Referring expression pointing data:
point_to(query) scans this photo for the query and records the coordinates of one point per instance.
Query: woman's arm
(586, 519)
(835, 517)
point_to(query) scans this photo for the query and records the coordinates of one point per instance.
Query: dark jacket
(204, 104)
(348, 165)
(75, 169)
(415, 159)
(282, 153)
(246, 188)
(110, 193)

Instructions for the task = Every line above has to be restated word for word.

Task answer =
point_to(query) scans this photo for the query and records the coordinates of one point per instance.
Query: woman's arm
(586, 519)
(835, 517)
point_to(query) scans this photo for the query and records the coordinates of one point per instance.
Query: dark jacket
(204, 104)
(348, 165)
(75, 169)
(415, 159)
(282, 153)
(246, 188)
(110, 193)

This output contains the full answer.